What to do:
Two lines mark the range in the entries below: the one holding "Target: pine tree" and the one holding "Target: roof vent pipe". Set down those two and all lines between them, exactly.

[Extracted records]
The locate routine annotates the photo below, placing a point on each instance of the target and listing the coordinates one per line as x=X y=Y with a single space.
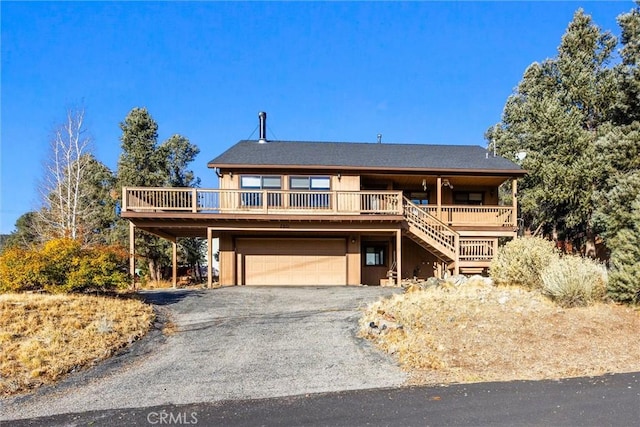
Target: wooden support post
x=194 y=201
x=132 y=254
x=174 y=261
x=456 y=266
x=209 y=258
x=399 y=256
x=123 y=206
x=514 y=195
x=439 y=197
...
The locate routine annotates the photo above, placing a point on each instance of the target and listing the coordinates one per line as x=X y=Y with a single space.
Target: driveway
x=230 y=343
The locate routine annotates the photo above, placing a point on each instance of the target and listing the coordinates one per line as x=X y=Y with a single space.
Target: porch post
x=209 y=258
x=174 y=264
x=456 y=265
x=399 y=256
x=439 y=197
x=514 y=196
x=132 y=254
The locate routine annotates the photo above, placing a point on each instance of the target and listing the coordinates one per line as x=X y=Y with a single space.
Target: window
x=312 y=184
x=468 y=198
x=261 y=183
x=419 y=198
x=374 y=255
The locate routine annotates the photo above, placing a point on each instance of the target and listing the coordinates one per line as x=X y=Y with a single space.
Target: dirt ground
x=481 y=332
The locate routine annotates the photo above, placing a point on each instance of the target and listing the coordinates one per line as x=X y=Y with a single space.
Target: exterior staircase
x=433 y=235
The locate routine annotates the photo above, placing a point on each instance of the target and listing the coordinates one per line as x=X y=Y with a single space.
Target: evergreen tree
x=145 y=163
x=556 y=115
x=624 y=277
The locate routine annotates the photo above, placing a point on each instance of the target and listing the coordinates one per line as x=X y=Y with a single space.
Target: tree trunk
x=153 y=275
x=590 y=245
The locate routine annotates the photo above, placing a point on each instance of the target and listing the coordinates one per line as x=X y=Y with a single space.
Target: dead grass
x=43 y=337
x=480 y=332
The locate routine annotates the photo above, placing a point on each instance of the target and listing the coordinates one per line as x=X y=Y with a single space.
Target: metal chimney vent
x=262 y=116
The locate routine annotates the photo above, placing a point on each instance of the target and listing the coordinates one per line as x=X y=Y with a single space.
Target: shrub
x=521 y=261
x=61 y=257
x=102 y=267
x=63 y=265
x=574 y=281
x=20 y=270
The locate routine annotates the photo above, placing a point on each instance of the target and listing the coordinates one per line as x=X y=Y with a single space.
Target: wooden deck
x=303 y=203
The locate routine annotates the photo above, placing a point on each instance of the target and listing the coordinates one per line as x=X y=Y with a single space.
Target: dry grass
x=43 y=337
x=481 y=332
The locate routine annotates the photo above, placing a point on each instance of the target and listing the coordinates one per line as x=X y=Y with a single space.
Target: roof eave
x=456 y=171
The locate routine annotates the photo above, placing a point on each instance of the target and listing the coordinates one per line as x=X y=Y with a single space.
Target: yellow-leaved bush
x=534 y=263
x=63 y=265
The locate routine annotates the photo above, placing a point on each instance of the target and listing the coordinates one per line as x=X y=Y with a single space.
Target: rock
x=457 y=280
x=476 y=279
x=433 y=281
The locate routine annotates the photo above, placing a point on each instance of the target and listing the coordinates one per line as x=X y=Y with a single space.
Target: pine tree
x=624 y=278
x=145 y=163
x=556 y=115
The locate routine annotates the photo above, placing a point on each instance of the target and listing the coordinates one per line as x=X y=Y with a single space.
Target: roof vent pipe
...
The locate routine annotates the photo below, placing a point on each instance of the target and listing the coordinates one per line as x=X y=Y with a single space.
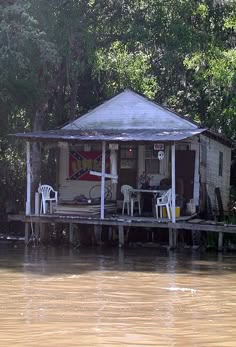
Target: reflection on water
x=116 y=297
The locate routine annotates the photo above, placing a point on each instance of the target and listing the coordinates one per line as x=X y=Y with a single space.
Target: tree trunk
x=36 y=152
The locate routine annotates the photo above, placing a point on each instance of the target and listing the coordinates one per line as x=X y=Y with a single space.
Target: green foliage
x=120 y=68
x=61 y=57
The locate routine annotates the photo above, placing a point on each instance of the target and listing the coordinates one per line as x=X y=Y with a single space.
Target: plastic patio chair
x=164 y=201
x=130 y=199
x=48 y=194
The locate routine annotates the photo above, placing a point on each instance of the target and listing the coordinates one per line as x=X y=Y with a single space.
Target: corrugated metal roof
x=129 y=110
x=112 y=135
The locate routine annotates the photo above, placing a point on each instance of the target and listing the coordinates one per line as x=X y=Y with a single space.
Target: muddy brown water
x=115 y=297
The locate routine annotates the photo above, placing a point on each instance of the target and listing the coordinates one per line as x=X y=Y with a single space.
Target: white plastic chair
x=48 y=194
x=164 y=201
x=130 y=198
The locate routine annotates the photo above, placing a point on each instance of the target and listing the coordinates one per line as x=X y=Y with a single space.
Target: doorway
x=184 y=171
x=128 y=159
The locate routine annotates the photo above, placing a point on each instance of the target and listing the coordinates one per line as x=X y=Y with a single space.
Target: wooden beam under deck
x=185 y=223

Response area:
Target: pine tree
x=624 y=278
x=145 y=163
x=556 y=115
The locate routine annotates the photo above, placing a point on each instance of the target and listing the coordinates one per line as x=X y=Y with a single space.
Target: roof vent pipe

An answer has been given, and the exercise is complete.